Extrait du document:
-- -- --

Actualité concernant le philosophe Michel Henry (bibliographie, informations)

LA GAZETTE D’ALIAHOVA « En tout, henryen! » n. 92, mars 2018

 

 

 

Souvenirs

 

5) Bribes éparses

 

     Il s’agit de fragments de conversations échelonnées au fil du temps et qui sont ici rassemblés fictivement en un seul entretien :

 

 RV : (cela date de bien longtemps avant ce que d’aucuns tiennent à appeler la « trilogie chrétienne » de Michel Henry) : J’ai été surpris d’entendre présenter votre pensée comme chrétienne. Ne pratique-t-elle pas, pourtant, une déconstruction radicale de toutes les superstructures idéologiques, y compris religieuses.

 Michel Henry : Oui, mais cela vaut précisément pour la religion entendue comme ensemble de représentations. Or, ce que je retiens du christianisme c’est, d’une part, son affirmation du caractère sacré de l’individu, d’autre part la reconnaissance du fait que notre vie n’est pas à elle-même sa propre cause, qu’elle se vit dans une radicale passivité et qu’en cette expérience c’est l’absolu même qu’il nous est donné d’éprouver.

 

RV : Pourquoi une telle importance donnée à la culture ? N’est-elle pas une somme de simples représentations qui ne concernent pas l’essentiel ?

-- -- --

Données fournies:

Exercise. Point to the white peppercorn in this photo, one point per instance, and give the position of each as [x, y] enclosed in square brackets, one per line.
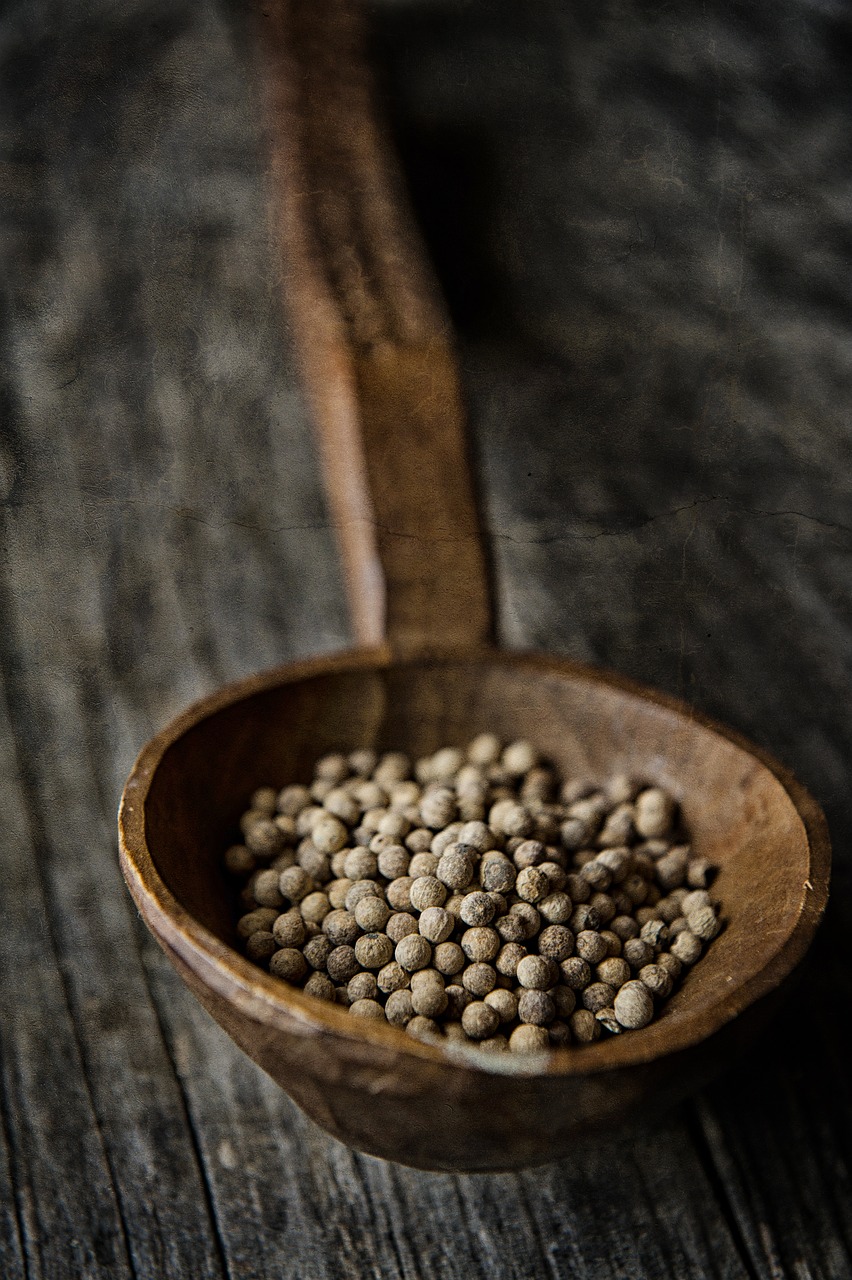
[528, 1038]
[316, 951]
[508, 959]
[480, 1020]
[608, 1019]
[511, 818]
[393, 862]
[686, 947]
[655, 933]
[633, 1005]
[637, 952]
[392, 977]
[427, 993]
[294, 883]
[536, 973]
[426, 891]
[448, 958]
[613, 942]
[422, 864]
[479, 979]
[598, 995]
[613, 970]
[436, 924]
[342, 964]
[528, 853]
[367, 1009]
[670, 964]
[288, 964]
[315, 906]
[583, 1025]
[374, 950]
[476, 835]
[454, 867]
[441, 840]
[398, 1008]
[590, 946]
[337, 892]
[702, 922]
[498, 874]
[288, 929]
[320, 987]
[329, 833]
[398, 894]
[656, 981]
[399, 924]
[576, 973]
[480, 944]
[457, 1000]
[413, 952]
[535, 1006]
[557, 942]
[422, 1028]
[476, 909]
[527, 913]
[362, 987]
[340, 928]
[253, 922]
[512, 928]
[585, 918]
[504, 1004]
[371, 914]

-- -- --

La consigne: D'après l'extrait sur Michel Henry, pourquoi sa critique des constructions idéologiques ne l'empêche-t-elle pas de se réclamer du christianisme ? Répondez en une à trois phrases. Les entrées viennent d'une autre source.

Votre réponse: Cette critique porte précisément sur la religion comprise comme un ensemble de représentations. Ce qu'il garde du christianisme, c'est l'affirmation du caractère sacré de l'individu et l'idée que notre vie n'est pas sa propre cause : elle se vit dans une passivité radicale, et dans cette expérience, c'est l'absolu lui-même qu'il nous est donné d'éprouver.